> _WHAT IS NEEDED_
Convert the lines from the one containing "Exercise. For every instance of the red plaid" through the one containing "[(941, 527)]", inclusive, into a JSON list of strings with one string per line and no blank lines.

> _Excerpts from a point labeling dataset_
·····
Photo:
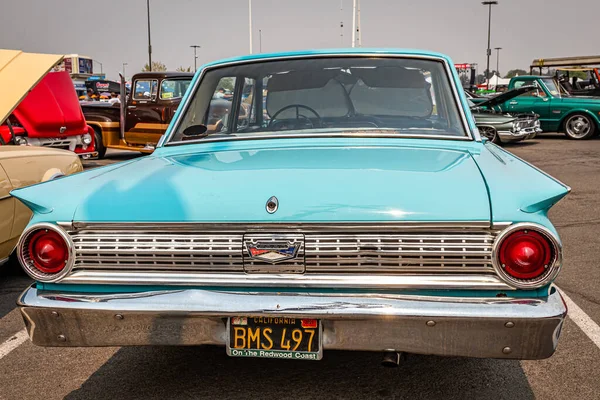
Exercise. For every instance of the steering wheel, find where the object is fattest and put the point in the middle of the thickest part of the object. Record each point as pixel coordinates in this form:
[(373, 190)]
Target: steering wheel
[(298, 115)]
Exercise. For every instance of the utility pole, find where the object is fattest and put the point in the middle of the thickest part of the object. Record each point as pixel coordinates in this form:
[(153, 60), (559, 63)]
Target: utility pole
[(358, 28), (101, 68), (489, 50), (342, 22), (149, 43), (195, 47), (354, 23), (356, 32), (498, 60), (250, 23)]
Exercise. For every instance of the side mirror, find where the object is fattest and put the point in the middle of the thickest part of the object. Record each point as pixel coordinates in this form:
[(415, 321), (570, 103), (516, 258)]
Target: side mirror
[(195, 130)]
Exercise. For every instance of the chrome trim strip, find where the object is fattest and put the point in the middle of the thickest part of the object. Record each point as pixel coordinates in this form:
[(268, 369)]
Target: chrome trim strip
[(27, 264), (260, 227), (471, 135), (324, 281), (251, 136), (552, 270)]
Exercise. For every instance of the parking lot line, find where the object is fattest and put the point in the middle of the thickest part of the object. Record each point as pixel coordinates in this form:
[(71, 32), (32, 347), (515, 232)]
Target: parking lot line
[(13, 342), (583, 321)]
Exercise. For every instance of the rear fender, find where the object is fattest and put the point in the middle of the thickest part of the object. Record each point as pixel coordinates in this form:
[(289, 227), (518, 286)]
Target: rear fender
[(587, 112)]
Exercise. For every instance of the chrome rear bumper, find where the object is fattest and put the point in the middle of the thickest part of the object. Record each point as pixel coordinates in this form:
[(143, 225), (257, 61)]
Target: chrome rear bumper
[(524, 134), (471, 327)]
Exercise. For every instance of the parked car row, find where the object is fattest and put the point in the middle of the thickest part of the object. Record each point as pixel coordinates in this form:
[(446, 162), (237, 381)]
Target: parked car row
[(578, 117), (338, 200), (38, 110)]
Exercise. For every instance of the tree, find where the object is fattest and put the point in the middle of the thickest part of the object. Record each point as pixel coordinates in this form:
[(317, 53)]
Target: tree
[(226, 83), (156, 66), (514, 72)]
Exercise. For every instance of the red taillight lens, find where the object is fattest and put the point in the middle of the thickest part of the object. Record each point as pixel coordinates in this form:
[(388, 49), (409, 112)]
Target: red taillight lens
[(525, 254), (48, 251)]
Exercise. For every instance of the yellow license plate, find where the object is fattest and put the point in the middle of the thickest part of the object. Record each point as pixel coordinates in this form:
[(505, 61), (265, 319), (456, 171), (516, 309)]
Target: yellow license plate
[(270, 337)]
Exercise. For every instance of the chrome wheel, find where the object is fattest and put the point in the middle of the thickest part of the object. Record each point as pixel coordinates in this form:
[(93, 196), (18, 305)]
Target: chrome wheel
[(489, 133), (579, 126)]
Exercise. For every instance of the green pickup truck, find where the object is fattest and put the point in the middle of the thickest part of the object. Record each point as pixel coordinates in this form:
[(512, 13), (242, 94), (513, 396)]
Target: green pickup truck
[(578, 117)]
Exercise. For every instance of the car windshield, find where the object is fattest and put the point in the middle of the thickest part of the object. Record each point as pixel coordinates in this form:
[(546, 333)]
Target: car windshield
[(552, 87), (320, 96)]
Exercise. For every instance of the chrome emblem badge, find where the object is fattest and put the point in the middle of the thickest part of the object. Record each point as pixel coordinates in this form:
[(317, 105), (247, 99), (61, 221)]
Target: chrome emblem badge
[(274, 249), (272, 205)]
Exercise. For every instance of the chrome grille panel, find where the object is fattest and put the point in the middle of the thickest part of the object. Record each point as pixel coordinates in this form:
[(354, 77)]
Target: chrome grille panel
[(158, 251), (428, 252), (188, 247)]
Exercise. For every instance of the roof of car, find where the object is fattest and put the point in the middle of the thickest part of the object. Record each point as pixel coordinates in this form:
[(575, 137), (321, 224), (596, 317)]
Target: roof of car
[(332, 52), (164, 74)]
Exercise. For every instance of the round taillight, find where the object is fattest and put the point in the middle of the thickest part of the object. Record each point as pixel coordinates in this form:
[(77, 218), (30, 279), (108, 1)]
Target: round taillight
[(527, 256), (46, 252)]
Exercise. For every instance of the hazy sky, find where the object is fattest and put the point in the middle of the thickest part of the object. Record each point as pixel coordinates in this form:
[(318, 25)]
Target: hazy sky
[(115, 31)]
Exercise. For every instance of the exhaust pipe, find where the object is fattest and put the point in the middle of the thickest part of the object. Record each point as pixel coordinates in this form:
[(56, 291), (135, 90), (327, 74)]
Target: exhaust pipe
[(391, 359)]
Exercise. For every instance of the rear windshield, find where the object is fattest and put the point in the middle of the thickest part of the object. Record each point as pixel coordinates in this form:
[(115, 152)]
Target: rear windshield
[(363, 96)]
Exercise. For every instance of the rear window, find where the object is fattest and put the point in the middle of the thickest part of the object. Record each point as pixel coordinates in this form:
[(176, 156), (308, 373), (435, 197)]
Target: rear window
[(360, 95), (173, 88)]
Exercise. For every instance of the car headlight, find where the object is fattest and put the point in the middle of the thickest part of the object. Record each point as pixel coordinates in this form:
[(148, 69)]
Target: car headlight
[(21, 141), (86, 138)]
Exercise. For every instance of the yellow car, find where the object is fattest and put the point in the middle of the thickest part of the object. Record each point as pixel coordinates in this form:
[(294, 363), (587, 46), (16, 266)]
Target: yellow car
[(24, 165)]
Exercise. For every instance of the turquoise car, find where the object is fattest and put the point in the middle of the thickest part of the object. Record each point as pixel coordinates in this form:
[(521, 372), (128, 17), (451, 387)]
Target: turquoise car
[(345, 201)]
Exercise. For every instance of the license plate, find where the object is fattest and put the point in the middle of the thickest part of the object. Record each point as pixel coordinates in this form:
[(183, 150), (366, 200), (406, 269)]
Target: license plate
[(266, 337)]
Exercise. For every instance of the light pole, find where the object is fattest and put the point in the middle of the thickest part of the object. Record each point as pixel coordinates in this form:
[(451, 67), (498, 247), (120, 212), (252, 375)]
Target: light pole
[(195, 47), (498, 60), (101, 67), (250, 24), (489, 51), (149, 44)]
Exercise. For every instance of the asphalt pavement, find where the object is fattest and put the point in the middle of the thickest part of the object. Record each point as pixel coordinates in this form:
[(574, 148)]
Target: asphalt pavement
[(31, 372)]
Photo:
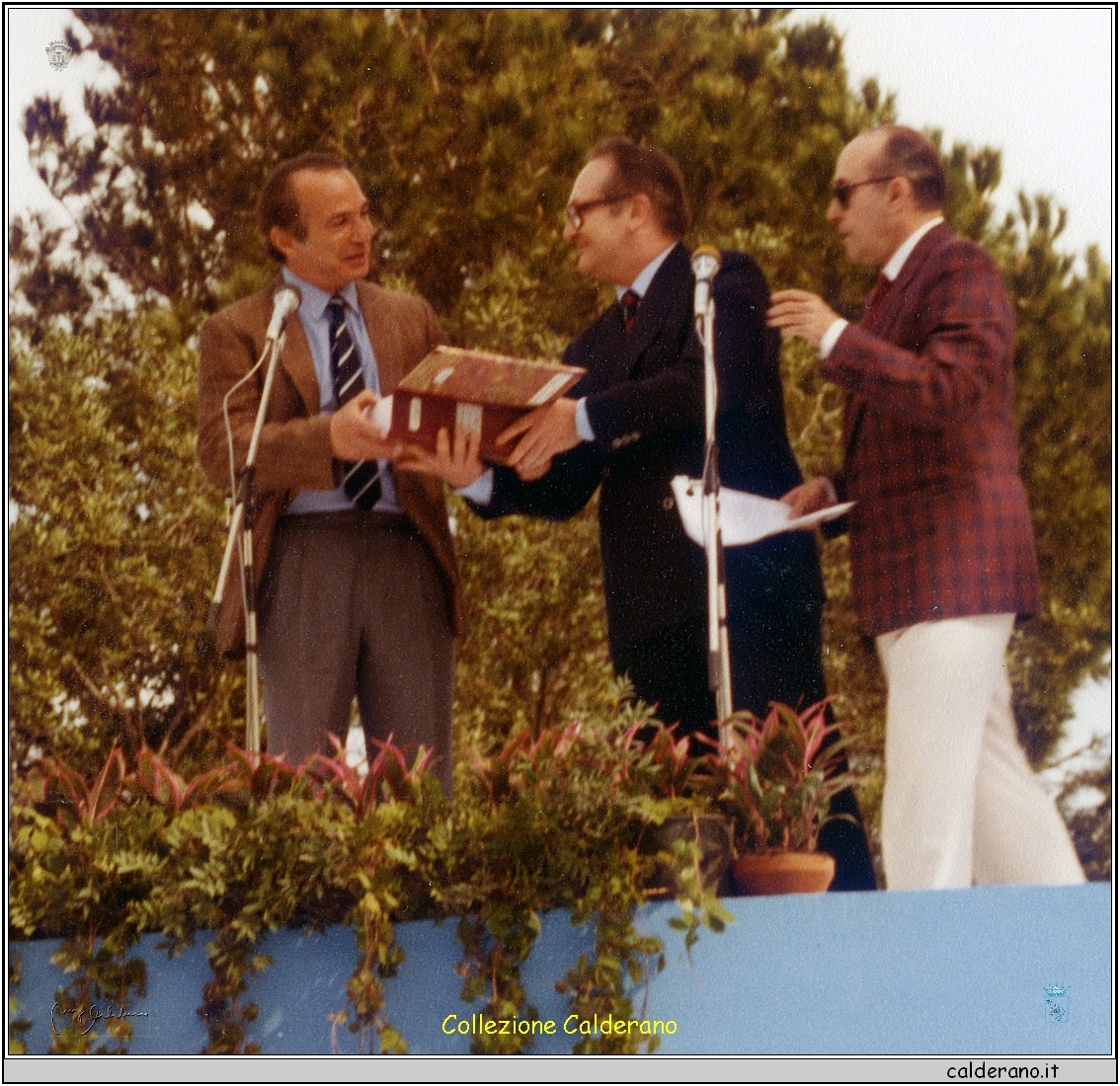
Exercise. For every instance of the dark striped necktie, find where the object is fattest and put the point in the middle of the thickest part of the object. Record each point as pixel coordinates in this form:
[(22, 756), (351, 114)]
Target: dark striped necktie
[(360, 482), (628, 302)]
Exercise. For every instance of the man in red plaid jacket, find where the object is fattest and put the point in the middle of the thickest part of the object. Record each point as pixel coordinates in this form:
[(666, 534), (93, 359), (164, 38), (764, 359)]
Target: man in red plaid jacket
[(942, 552)]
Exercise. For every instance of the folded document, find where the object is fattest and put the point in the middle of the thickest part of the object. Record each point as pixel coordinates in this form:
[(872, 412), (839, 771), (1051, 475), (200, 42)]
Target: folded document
[(743, 517)]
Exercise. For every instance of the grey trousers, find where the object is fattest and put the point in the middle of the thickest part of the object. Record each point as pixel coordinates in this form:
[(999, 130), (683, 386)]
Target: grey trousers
[(353, 603)]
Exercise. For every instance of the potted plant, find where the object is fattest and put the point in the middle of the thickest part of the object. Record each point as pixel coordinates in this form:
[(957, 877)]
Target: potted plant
[(681, 819), (775, 778)]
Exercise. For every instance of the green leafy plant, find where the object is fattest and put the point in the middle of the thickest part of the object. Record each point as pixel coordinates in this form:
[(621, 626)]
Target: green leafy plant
[(775, 777)]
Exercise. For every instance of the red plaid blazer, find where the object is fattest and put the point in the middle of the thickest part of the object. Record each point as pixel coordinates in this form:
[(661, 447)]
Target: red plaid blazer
[(941, 527)]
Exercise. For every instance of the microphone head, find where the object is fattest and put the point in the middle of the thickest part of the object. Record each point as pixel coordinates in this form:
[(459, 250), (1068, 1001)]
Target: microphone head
[(705, 261), (286, 299)]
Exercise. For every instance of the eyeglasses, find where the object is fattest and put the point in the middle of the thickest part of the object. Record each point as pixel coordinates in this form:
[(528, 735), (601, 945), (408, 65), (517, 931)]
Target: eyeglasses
[(575, 213), (842, 193)]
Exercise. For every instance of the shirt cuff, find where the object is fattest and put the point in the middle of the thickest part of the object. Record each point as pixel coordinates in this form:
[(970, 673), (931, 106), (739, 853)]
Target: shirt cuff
[(831, 335), (583, 424), (481, 491)]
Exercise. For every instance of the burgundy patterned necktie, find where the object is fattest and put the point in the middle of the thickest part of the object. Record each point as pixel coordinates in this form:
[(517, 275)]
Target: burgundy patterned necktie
[(628, 302), (874, 301), (360, 482)]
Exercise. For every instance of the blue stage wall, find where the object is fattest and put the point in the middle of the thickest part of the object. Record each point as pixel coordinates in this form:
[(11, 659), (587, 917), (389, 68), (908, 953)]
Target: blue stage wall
[(900, 973)]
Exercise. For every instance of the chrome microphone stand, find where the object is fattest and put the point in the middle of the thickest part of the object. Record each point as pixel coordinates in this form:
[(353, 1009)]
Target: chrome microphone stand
[(705, 262), (241, 539)]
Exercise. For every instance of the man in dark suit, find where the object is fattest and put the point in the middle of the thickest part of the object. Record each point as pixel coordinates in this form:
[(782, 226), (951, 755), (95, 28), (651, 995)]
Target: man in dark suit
[(942, 552), (633, 423), (359, 592)]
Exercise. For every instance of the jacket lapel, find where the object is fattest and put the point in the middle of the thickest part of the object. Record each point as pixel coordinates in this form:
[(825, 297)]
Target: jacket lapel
[(657, 307)]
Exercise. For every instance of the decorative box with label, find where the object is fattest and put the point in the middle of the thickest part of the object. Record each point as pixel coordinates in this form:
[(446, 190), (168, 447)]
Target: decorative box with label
[(479, 392)]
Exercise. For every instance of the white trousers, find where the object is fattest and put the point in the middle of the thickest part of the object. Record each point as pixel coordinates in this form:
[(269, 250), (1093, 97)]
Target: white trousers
[(961, 803)]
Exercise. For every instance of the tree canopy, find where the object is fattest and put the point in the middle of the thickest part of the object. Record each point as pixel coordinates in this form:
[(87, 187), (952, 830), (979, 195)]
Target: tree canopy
[(467, 127)]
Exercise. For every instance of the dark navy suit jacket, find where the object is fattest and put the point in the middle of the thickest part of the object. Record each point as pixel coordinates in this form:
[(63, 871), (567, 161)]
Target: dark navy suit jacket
[(645, 403)]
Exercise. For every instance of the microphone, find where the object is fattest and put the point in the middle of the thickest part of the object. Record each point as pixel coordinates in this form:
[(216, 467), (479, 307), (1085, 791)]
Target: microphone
[(705, 262), (284, 302)]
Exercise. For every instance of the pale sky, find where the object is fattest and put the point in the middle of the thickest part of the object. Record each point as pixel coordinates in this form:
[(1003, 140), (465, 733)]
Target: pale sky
[(1036, 83)]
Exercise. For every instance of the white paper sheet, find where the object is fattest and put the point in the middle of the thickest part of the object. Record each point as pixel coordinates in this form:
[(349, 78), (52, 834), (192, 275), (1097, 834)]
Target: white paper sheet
[(743, 517)]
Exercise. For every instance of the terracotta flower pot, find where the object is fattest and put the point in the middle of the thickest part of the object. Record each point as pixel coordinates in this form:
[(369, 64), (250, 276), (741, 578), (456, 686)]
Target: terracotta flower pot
[(783, 872)]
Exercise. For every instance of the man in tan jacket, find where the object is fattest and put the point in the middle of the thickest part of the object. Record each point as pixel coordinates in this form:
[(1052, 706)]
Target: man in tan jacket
[(358, 592)]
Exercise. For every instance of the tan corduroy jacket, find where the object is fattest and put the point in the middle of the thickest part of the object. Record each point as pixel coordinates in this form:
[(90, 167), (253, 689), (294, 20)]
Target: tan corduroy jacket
[(294, 447)]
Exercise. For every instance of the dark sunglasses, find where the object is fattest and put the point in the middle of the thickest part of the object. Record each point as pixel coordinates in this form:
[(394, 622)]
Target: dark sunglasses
[(842, 193), (575, 213)]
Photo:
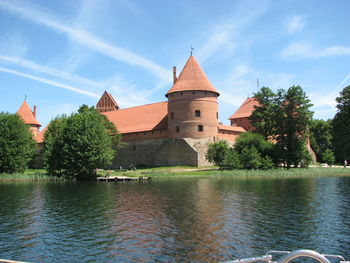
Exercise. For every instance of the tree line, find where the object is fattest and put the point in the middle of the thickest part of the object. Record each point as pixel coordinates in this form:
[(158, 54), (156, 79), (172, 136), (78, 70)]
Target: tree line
[(283, 128)]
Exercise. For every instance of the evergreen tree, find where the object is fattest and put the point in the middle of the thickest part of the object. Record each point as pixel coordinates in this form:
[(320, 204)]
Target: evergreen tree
[(263, 119), (341, 126), (17, 146), (321, 137), (292, 129)]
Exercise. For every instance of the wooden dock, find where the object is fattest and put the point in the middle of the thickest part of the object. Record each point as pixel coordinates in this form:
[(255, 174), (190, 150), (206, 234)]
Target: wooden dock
[(123, 178)]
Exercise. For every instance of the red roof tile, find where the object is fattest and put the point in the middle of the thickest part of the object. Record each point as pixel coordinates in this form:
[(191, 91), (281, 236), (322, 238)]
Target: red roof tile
[(140, 118), (246, 109), (40, 137), (27, 115), (231, 128), (192, 77)]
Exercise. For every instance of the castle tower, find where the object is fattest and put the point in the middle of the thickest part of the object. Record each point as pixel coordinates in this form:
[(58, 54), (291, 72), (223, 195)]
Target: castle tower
[(29, 117), (192, 104), (106, 103)]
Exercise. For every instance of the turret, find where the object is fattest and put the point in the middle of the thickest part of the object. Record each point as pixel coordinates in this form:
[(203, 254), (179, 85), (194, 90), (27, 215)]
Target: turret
·····
> _TASK RESULT_
[
  "Exercise. For every instance of the red plaid blazer, find where the object is fattest and put the point in the middle of the thickest part of the object. Record each point as pixel coordinates in this form:",
  "[(661, 447)]",
  "Target: red plaid blazer",
  "[(941, 527)]"
]